#### TASK OBJECTIVE
Arrange the material below as a numbered list, omitting blank lines. Use only the lines from the one containing "point: side mirror" through the one containing "column 534, row 387".

#### INPUT DATA
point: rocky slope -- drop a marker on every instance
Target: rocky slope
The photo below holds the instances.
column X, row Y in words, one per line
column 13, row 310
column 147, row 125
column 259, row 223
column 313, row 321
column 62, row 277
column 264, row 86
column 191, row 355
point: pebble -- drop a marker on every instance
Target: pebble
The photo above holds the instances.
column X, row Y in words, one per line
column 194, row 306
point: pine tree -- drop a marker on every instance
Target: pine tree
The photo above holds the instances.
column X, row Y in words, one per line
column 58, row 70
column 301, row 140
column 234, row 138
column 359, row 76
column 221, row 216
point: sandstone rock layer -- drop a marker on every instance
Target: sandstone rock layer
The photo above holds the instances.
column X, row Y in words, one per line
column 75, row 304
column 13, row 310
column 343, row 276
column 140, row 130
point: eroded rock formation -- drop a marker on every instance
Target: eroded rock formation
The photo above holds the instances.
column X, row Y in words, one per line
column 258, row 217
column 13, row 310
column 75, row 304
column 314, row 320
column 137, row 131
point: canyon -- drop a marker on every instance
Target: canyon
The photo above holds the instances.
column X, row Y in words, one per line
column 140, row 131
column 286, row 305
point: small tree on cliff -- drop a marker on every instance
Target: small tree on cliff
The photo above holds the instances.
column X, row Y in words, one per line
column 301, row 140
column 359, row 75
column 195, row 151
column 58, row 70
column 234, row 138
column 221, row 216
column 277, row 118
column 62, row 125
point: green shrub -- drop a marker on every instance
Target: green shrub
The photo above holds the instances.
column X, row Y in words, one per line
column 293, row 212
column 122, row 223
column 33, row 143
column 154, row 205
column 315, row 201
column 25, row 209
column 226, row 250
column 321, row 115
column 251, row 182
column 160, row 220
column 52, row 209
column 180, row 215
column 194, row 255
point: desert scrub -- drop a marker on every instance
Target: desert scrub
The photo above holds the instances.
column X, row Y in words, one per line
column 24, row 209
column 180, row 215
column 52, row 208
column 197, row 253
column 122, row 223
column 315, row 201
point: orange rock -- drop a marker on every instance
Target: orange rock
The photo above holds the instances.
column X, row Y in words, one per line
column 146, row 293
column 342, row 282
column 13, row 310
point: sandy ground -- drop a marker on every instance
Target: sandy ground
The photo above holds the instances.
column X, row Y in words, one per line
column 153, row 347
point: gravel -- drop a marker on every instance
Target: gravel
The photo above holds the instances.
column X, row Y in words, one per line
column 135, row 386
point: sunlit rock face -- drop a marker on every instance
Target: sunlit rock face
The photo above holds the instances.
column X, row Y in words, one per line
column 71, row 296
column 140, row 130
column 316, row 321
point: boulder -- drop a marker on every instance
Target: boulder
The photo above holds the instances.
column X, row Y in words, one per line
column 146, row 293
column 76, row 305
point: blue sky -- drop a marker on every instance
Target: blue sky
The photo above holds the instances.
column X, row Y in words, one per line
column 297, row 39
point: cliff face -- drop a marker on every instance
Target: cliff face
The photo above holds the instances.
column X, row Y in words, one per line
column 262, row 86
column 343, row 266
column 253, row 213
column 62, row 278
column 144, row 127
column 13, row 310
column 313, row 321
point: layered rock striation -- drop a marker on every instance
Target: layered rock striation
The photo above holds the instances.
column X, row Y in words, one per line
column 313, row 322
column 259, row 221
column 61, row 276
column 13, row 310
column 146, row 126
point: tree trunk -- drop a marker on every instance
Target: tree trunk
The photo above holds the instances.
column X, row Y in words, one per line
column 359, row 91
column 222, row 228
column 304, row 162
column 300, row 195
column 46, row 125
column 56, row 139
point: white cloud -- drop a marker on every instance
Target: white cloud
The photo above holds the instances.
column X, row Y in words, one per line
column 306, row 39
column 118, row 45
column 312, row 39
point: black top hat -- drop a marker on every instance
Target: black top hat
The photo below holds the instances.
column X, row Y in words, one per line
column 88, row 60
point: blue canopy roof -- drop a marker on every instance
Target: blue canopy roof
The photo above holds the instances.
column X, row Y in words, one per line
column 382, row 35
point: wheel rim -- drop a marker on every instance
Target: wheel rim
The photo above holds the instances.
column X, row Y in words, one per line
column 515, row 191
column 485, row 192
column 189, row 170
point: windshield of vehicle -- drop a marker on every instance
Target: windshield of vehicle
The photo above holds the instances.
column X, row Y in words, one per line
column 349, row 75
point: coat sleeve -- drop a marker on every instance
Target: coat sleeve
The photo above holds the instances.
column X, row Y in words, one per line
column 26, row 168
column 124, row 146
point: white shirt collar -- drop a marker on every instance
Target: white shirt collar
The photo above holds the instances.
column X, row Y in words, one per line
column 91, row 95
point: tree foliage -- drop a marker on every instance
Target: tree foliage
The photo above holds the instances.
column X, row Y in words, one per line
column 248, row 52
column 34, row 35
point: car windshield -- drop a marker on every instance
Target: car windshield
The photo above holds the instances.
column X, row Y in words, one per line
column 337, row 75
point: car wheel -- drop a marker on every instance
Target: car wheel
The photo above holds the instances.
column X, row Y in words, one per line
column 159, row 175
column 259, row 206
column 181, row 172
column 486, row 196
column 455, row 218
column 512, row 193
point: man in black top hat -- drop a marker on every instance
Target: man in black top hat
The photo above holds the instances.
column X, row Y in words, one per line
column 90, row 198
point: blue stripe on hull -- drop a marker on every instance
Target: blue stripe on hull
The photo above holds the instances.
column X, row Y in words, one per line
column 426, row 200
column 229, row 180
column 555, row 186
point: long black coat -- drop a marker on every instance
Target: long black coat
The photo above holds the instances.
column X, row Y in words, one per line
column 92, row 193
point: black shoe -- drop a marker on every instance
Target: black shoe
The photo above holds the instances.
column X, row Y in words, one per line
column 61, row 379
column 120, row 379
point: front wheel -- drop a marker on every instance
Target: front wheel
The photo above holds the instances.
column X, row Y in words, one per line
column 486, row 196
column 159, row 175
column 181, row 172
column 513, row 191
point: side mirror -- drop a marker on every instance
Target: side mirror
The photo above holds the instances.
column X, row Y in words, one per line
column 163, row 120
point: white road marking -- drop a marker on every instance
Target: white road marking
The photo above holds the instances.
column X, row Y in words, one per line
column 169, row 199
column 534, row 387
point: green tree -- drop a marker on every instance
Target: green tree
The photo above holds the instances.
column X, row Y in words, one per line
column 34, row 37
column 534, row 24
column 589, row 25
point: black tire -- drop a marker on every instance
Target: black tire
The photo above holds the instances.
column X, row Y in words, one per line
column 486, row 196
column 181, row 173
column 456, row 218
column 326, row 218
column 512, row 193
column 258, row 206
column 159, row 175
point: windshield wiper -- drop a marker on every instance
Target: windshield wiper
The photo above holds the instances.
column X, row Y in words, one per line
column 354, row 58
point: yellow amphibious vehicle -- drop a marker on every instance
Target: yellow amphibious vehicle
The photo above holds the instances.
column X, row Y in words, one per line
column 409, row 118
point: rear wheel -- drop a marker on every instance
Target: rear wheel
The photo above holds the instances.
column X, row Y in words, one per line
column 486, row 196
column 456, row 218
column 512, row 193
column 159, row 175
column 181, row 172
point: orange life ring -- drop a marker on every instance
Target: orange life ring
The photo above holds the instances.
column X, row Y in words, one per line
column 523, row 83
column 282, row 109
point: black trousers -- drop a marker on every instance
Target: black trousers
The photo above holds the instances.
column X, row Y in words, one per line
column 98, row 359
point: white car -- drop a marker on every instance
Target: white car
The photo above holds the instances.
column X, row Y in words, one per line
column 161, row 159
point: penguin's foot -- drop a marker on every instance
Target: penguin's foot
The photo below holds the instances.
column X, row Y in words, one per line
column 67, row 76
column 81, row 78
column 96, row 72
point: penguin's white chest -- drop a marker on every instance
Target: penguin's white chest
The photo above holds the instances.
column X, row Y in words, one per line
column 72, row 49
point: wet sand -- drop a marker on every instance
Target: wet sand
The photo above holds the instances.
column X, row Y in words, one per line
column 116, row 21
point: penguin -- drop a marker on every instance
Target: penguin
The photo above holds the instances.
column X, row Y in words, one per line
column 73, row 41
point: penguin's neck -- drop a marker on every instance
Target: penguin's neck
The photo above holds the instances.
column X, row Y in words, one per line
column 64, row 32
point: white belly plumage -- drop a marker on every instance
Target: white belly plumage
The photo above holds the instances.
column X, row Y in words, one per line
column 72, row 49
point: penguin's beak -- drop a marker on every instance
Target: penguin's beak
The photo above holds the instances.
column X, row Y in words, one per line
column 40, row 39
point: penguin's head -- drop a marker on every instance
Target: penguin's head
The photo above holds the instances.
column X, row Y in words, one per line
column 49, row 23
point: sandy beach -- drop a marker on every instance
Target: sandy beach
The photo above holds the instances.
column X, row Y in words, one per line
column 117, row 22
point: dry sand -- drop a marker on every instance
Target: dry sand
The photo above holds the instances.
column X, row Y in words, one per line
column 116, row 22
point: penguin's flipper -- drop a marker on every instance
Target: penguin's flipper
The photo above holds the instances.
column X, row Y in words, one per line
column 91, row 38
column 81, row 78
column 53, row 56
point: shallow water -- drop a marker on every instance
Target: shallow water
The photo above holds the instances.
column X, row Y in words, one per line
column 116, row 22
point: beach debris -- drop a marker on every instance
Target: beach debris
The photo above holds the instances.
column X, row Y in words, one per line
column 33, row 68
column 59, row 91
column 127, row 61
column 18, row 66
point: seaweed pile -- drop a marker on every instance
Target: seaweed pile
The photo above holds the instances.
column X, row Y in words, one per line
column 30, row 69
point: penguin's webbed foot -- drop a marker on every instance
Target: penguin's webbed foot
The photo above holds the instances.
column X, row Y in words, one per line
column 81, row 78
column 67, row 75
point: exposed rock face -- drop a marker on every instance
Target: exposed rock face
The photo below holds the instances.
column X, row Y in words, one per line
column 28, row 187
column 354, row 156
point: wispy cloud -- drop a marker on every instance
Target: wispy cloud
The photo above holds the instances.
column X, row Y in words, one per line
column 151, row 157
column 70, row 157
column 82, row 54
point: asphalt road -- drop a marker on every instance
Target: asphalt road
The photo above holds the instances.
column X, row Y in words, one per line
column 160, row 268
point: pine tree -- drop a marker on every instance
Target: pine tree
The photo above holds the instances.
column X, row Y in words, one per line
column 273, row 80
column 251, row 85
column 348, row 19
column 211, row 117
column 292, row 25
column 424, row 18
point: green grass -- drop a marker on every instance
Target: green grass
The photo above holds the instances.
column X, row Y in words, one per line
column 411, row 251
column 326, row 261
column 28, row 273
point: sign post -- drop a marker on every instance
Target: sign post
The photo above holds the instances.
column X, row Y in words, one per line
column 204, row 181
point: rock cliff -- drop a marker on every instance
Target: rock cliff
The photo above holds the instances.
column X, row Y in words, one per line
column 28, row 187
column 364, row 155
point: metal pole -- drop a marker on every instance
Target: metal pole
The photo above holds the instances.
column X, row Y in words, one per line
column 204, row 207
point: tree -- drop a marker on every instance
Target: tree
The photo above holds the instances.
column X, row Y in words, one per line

#### PROBLEM SOLUTION
1. point: side mirror -- drop a marker on every instance
2. Target: side mirror
3. The photo above holds the instances.
4. column X, row Y in words, one per line
5. column 163, row 120
6. point: white road marking -- drop a marker on every instance
7. Target: white road marking
8. The photo above holds the instances.
9. column X, row Y in words, one per line
10. column 169, row 199
11. column 534, row 387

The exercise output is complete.